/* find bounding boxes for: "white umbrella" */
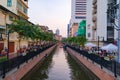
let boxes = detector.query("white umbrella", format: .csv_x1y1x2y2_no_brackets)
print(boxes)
85,43,97,47
101,44,118,52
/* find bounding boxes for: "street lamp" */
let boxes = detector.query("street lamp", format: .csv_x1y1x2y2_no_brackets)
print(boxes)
6,24,9,60
98,36,104,69
107,0,117,77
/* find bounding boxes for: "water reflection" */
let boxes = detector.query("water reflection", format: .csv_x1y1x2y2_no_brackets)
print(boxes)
66,54,90,80
22,48,90,80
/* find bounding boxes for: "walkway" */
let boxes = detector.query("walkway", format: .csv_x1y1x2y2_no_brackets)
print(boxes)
68,48,116,80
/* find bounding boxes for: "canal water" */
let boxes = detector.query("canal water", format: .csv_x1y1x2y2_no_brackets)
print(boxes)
22,47,90,80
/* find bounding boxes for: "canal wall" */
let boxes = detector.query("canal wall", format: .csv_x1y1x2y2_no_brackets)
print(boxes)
4,45,56,80
67,47,116,80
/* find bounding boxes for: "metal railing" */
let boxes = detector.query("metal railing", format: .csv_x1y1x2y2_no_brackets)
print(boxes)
0,44,54,78
67,45,120,77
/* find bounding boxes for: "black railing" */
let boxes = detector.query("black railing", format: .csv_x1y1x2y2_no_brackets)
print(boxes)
67,45,120,77
0,44,54,78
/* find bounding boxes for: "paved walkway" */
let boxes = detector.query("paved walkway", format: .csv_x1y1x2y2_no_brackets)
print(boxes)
67,48,116,80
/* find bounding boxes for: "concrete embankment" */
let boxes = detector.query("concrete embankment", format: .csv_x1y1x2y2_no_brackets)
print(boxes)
4,45,56,80
67,47,115,80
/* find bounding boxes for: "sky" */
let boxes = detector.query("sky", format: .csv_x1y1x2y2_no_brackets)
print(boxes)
28,0,71,37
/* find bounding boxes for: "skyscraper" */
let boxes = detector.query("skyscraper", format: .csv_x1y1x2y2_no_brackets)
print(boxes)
70,0,86,24
69,0,87,34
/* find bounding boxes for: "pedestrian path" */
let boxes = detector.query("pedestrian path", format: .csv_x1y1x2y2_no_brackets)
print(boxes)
68,48,119,80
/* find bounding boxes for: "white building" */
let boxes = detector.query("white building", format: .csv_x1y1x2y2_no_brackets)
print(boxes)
69,0,86,34
86,0,117,42
56,29,60,35
0,0,28,19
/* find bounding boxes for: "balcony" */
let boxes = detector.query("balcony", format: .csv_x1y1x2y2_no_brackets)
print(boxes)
92,16,97,22
93,4,97,9
93,0,97,5
17,9,28,19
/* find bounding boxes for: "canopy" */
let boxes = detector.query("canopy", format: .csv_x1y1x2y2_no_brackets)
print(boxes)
85,43,97,47
101,44,118,53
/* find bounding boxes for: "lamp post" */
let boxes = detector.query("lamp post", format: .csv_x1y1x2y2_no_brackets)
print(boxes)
107,0,120,77
98,36,104,69
6,24,9,60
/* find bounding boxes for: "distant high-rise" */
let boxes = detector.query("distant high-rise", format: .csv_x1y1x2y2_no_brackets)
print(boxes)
69,0,87,34
56,29,60,35
71,0,86,23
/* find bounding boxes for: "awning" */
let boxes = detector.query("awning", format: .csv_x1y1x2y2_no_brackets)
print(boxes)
0,26,6,29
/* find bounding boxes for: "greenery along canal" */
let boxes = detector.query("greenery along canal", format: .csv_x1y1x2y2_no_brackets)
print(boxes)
22,47,94,80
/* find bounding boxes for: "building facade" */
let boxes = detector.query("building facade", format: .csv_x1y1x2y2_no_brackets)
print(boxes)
86,0,117,42
56,29,60,35
0,0,28,19
0,0,28,53
69,0,87,37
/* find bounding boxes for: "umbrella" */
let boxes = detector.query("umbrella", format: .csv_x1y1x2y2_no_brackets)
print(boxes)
85,43,97,47
101,44,118,52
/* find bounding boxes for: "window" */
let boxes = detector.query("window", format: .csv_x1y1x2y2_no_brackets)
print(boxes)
75,16,86,19
23,8,27,14
17,2,22,10
88,33,91,37
9,16,13,21
7,0,12,7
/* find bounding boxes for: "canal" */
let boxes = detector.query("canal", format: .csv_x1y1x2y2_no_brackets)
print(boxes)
21,47,94,80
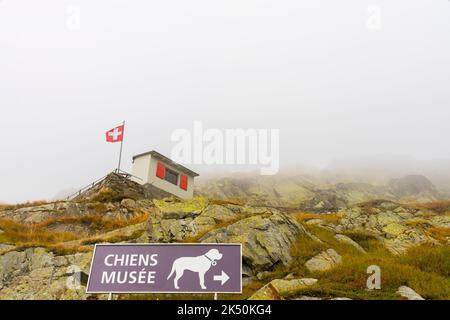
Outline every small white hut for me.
[132,151,198,199]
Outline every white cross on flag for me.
[106,125,125,142]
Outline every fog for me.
[0,0,450,202]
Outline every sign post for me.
[86,243,242,299]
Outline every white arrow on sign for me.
[214,270,230,286]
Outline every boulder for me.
[334,234,366,253]
[397,286,425,300]
[200,212,308,275]
[305,249,342,272]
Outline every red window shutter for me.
[156,162,166,179]
[180,175,187,190]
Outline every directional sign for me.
[86,243,242,293]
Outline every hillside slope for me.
[0,176,450,299]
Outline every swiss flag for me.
[106,125,125,142]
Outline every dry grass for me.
[182,217,246,243]
[274,226,450,299]
[89,187,125,202]
[119,281,265,300]
[209,198,245,206]
[412,201,450,214]
[0,219,77,246]
[0,212,148,252]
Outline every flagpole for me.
[117,120,125,174]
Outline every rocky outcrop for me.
[200,212,308,276]
[249,278,317,300]
[305,249,342,272]
[0,248,96,300]
[332,201,440,254]
[149,197,307,276]
[299,191,347,213]
[334,234,366,253]
[388,175,442,201]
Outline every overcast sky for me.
[0,0,450,202]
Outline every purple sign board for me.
[86,243,242,293]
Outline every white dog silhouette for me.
[167,249,223,290]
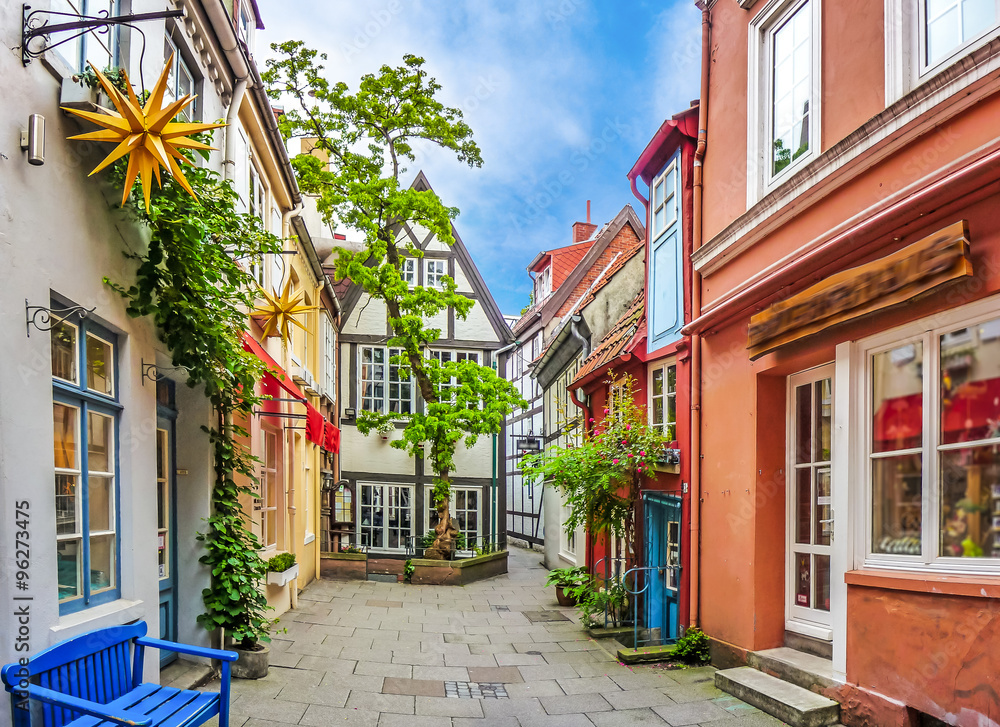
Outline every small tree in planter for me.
[521,376,666,576]
[263,47,527,558]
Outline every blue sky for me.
[256,0,701,314]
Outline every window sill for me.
[844,569,1000,598]
[49,598,146,640]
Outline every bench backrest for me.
[2,621,146,727]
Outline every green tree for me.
[263,41,527,555]
[521,376,667,553]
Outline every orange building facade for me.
[683,0,1000,725]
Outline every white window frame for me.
[424,485,483,550]
[358,346,416,415]
[646,358,677,442]
[399,257,417,286]
[747,0,823,209]
[885,0,1000,106]
[856,296,1000,575]
[649,155,681,240]
[354,482,416,552]
[424,258,448,290]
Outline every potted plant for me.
[267,553,299,586]
[545,566,590,606]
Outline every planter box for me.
[320,553,368,581]
[267,563,299,586]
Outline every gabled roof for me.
[570,290,646,388]
[514,204,646,334]
[335,171,512,343]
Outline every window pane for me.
[795,384,812,464]
[50,321,77,384]
[56,475,80,535]
[813,467,833,545]
[52,403,80,470]
[872,454,923,555]
[813,555,830,611]
[87,334,115,396]
[941,446,1000,558]
[771,2,812,174]
[872,342,923,452]
[56,540,83,601]
[90,535,115,593]
[941,319,1000,444]
[87,475,115,533]
[795,467,812,545]
[813,379,833,462]
[87,412,114,472]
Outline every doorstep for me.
[715,666,840,727]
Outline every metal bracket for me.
[21,3,184,66]
[24,298,97,338]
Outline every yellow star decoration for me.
[63,55,225,212]
[253,278,319,345]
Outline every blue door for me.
[643,492,681,643]
[156,381,177,668]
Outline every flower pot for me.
[267,563,299,586]
[556,586,576,606]
[229,643,271,679]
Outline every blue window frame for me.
[50,301,122,614]
[648,152,684,351]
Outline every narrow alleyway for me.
[215,548,781,727]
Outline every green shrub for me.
[671,626,710,664]
[267,553,295,573]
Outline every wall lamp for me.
[21,114,45,167]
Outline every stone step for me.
[747,646,840,692]
[715,666,840,727]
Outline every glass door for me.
[786,364,834,639]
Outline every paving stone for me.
[417,697,483,717]
[557,677,621,694]
[347,691,415,714]
[588,709,668,727]
[538,694,612,714]
[652,702,732,727]
[469,666,524,684]
[382,677,444,697]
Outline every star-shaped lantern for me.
[253,278,318,344]
[63,55,225,212]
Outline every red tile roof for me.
[570,290,646,388]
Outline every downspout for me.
[688,2,712,626]
[569,322,594,571]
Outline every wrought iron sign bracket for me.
[21,3,184,66]
[24,298,97,338]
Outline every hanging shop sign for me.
[63,55,225,212]
[747,220,972,359]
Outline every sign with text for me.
[747,220,972,359]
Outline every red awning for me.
[243,332,306,400]
[243,333,325,445]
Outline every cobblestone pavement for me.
[209,548,781,727]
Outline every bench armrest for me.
[28,684,153,727]
[135,636,240,661]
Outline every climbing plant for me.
[263,41,527,555]
[521,376,667,553]
[105,132,281,648]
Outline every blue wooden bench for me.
[0,621,238,727]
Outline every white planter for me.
[267,563,299,586]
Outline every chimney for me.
[573,199,597,245]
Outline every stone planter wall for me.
[320,551,507,586]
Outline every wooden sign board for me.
[747,220,972,360]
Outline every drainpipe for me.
[688,2,712,626]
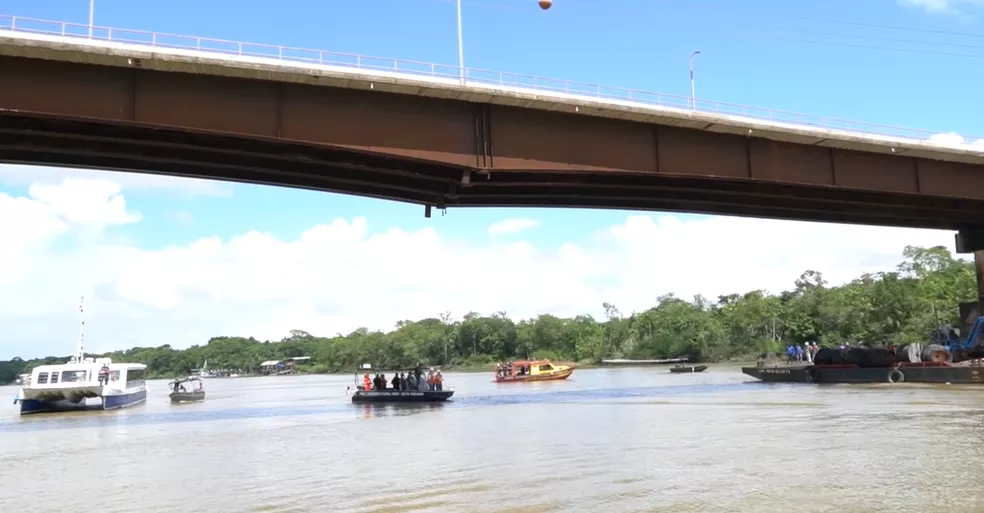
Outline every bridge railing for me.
[0,15,984,144]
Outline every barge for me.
[741,360,984,385]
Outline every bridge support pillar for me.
[956,228,984,330]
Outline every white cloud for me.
[0,164,233,197]
[898,0,984,14]
[929,132,984,152]
[488,217,540,235]
[0,171,953,358]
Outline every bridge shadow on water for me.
[7,383,748,433]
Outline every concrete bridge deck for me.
[0,16,984,229]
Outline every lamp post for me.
[690,50,700,110]
[457,0,465,84]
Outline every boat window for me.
[60,371,85,383]
[126,369,146,388]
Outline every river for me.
[0,367,984,513]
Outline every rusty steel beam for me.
[0,57,984,229]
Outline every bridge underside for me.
[0,56,984,229]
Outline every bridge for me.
[0,16,984,247]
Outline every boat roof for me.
[31,360,147,373]
[508,359,553,365]
[355,364,441,374]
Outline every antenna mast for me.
[74,296,85,363]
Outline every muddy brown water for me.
[0,367,984,513]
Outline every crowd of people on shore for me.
[362,367,444,392]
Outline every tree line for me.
[0,246,977,383]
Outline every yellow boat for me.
[495,360,574,383]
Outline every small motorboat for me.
[167,376,205,403]
[495,360,574,383]
[670,365,707,374]
[346,363,454,404]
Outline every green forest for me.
[0,246,977,383]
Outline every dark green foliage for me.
[0,247,976,383]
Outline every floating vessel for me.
[670,365,707,374]
[346,363,454,404]
[741,360,984,384]
[14,303,147,415]
[495,360,574,383]
[167,376,205,403]
[601,358,689,367]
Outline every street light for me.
[690,50,700,110]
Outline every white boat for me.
[14,298,147,415]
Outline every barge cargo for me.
[741,360,984,385]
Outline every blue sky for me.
[0,0,984,358]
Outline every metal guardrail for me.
[0,15,979,142]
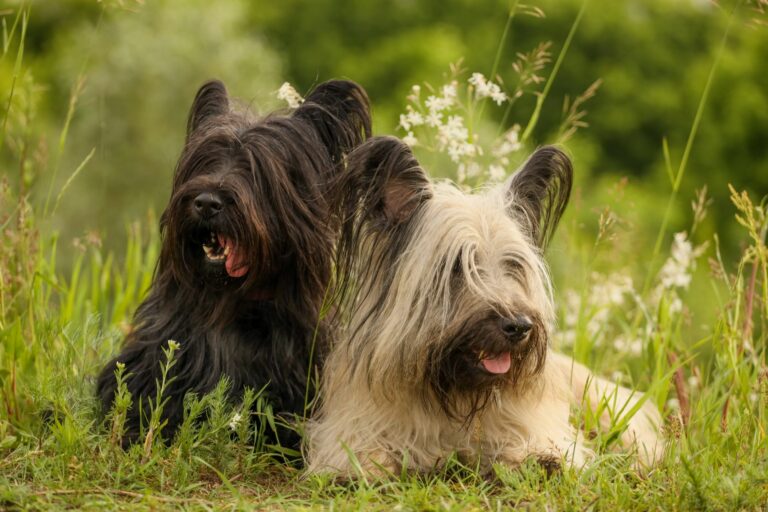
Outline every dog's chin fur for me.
[307,138,660,478]
[97,81,370,446]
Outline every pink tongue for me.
[218,235,248,277]
[481,352,512,373]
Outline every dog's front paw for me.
[536,454,563,477]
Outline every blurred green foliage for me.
[0,0,768,262]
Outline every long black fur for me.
[97,80,371,447]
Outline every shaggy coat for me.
[307,138,660,478]
[97,80,371,446]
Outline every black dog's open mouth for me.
[201,232,248,277]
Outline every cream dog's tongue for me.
[480,352,512,374]
[218,235,248,277]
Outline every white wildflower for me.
[424,95,451,112]
[277,82,304,108]
[442,81,458,105]
[669,295,683,315]
[403,132,419,147]
[400,114,411,130]
[229,412,243,430]
[426,110,443,128]
[493,124,523,158]
[659,231,706,290]
[468,73,507,105]
[407,85,421,103]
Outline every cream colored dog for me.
[307,138,662,478]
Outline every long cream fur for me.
[307,146,662,477]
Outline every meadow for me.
[0,1,768,510]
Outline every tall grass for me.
[0,4,768,510]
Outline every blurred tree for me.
[250,0,768,253]
[33,0,281,248]
[0,0,768,258]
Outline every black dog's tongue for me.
[218,235,248,277]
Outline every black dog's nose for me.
[195,192,224,219]
[501,315,533,341]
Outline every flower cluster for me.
[277,82,304,108]
[652,231,707,313]
[558,272,642,354]
[468,73,507,105]
[398,73,522,184]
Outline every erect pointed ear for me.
[507,146,573,249]
[187,80,229,140]
[294,80,371,163]
[340,137,432,227]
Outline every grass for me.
[0,2,768,510]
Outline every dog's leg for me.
[484,376,591,473]
[549,352,663,467]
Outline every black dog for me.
[97,80,371,446]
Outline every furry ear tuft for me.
[508,146,573,249]
[341,137,431,226]
[294,80,371,164]
[187,80,229,140]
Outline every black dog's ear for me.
[187,80,229,140]
[294,80,371,164]
[507,146,573,249]
[340,137,432,226]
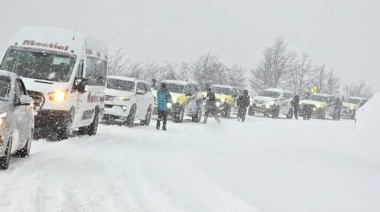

......

### Written problem
Rewrite the items from the line with "Outline every river for me." up to and including the line with "[0,16,984,247]", changing "Outline every" to "Draw a box around every" and leaving everything else as it stands. Give only those lines.

### Task output
Draw a box around every river for me.
[0,367,984,513]
Draw a box around every rusty steel beam for me.
[0,57,984,229]
Draw a box around every bridge underside for me.
[0,56,984,229]
Draw a box around every bridge for me.
[0,16,984,247]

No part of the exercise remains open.